### Task details
Reproduce the listing below verbatim.

[Records from a dataset]
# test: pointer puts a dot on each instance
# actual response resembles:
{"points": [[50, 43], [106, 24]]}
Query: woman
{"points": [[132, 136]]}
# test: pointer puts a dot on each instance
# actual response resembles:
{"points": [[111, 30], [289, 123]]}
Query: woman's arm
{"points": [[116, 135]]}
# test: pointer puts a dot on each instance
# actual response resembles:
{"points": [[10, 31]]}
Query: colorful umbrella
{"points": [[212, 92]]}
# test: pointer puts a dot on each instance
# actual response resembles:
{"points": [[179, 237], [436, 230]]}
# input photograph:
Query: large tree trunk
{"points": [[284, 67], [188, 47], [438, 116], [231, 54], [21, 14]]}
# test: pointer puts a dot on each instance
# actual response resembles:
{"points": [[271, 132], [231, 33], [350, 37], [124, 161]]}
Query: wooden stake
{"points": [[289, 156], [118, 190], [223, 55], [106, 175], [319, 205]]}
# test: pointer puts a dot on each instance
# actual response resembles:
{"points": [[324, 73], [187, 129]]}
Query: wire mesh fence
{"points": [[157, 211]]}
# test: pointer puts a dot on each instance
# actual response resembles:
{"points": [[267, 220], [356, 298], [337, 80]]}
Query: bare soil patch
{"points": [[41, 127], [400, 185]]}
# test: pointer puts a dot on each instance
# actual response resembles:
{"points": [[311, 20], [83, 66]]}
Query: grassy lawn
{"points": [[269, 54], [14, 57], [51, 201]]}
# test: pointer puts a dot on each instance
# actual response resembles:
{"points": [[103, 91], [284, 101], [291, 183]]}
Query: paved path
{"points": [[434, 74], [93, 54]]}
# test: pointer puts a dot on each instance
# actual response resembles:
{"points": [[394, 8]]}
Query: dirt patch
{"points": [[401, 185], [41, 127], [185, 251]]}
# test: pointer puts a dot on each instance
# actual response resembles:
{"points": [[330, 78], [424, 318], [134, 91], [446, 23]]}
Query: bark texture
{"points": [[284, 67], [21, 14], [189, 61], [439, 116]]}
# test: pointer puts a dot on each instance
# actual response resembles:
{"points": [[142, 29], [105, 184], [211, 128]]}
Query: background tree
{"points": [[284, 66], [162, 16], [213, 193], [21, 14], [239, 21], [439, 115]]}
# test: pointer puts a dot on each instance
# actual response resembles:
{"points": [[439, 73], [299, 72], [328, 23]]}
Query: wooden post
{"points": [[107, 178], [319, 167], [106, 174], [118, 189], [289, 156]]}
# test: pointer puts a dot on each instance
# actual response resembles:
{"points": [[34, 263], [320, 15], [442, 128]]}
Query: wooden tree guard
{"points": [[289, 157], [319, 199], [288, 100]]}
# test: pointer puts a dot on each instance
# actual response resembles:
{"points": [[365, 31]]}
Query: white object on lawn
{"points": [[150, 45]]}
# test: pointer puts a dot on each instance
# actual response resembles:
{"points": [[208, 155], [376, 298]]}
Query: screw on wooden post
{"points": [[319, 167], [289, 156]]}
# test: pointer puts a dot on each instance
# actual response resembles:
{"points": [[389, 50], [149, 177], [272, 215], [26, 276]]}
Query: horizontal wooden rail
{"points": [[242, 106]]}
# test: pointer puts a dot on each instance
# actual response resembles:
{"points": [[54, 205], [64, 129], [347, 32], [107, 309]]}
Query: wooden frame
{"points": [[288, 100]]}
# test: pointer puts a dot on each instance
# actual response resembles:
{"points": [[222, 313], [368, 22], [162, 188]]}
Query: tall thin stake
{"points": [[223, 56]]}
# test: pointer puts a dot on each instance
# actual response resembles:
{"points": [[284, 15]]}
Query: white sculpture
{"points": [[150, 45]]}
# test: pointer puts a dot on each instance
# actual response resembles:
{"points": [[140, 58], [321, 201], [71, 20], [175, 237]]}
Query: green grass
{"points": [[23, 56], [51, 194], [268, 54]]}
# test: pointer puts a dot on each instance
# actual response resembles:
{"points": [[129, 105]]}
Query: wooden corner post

### Answer to the task
# test: pointer puts a dot on each instance
# actual response resembles:
{"points": [[50, 43], [106, 24]]}
Query: woman
{"points": [[132, 136]]}
# test: pointer puts a dot on each instance
# actual response resembles:
{"points": [[111, 30], [289, 123]]}
Query: woman's arm
{"points": [[116, 135]]}
# test: pointer puts a dot on each instance
# actual response resembles:
{"points": [[10, 31]]}
Query: colorful umbrella
{"points": [[212, 92]]}
# test: pointer puts a dot on each instance
# actual response resembles:
{"points": [[179, 237], [436, 230]]}
# input photograph:
Query: large tree trunk
{"points": [[284, 67], [188, 47], [438, 116], [231, 54], [21, 14]]}
# test: pointer puts a dot on each instance
# actual response resembles:
{"points": [[271, 132], [231, 33], [350, 37], [124, 161]]}
Query: wooden stake
{"points": [[289, 156], [118, 190], [223, 55], [106, 175], [319, 205]]}
# test: pointer puts a dot on each instance
# actual response resembles:
{"points": [[324, 73], [187, 129]]}
Query: wire mesh fence
{"points": [[157, 211]]}
# test: pointer puts a dot on each instance
# actual response resembles:
{"points": [[267, 220], [356, 298], [337, 80]]}
Query: bare soil patch
{"points": [[41, 127], [400, 185]]}
# test: pointer puts a dot on each instance
# actual response resembles:
{"points": [[311, 20], [83, 66]]}
Query: grassy lawn
{"points": [[269, 54], [14, 57], [51, 201]]}
# test: pointer puts a dot on each instance
# actual response resembles:
{"points": [[103, 91], [284, 101], [291, 183]]}
Query: paved path
{"points": [[434, 74], [93, 54]]}
# test: pointer puts a dot on each instance
# actual response resembles:
{"points": [[394, 8]]}
Query: dirt patch
{"points": [[401, 185], [41, 127], [185, 251]]}
# test: pointer puts a dot on each instance
# actual response resembles:
{"points": [[330, 78], [424, 318], [134, 91], [446, 23]]}
Query: bark texture
{"points": [[284, 67], [21, 14], [189, 61], [439, 116]]}
# test: pointer puts a dot on each instance
# actual response resembles:
{"points": [[142, 29], [105, 184], [211, 128]]}
Query: background tree
{"points": [[284, 66], [162, 16], [213, 193], [21, 14], [239, 21], [439, 115]]}
# test: pointer puts a dot on each instance
# actual response resembles:
{"points": [[439, 73], [299, 72], [328, 23]]}
Query: wooden post
{"points": [[107, 178], [319, 167], [106, 174], [118, 189], [289, 156]]}
# test: pointer puts a dot on each instance
# actual response resembles:
{"points": [[34, 263], [320, 15], [442, 128]]}
Query: wooden tree guard
{"points": [[289, 157], [319, 199], [288, 100]]}
# test: pointer puts a dot on each instance
# actual response resembles:
{"points": [[365, 31]]}
Query: white object on lawn
{"points": [[150, 45]]}
# test: pointer puts a dot on each instance
# actual response resembles:
{"points": [[208, 155], [376, 298]]}
Query: screw on wooden post
{"points": [[319, 167], [289, 156]]}
# test: pointer puts a dot on each instance
# actual response resembles:
{"points": [[389, 50], [149, 177], [272, 215], [26, 276]]}
Query: horizontal wooden rail
{"points": [[242, 106]]}
# test: pointer puts a dot on each instance
# actual response resembles:
{"points": [[54, 205], [64, 129], [347, 32], [107, 309]]}
Query: wooden frame
{"points": [[288, 100]]}
# test: pointer puts a dot on each instance
# actual response resembles:
{"points": [[222, 313], [368, 22], [162, 188]]}
Query: tall thin stake
{"points": [[223, 56]]}
# test: pointer puts a dot on each instance
# actual response resembles:
{"points": [[284, 15]]}
Query: white sculpture
{"points": [[150, 45]]}
# test: pointer puts a dot on each instance
# actual response resembles:
{"points": [[140, 58], [321, 201], [71, 20], [175, 237]]}
Query: green grass
{"points": [[23, 56], [51, 194], [268, 54]]}
# test: pointer puts a dot on each instance
# actual response resembles:
{"points": [[129, 105]]}
Query: wooden corner post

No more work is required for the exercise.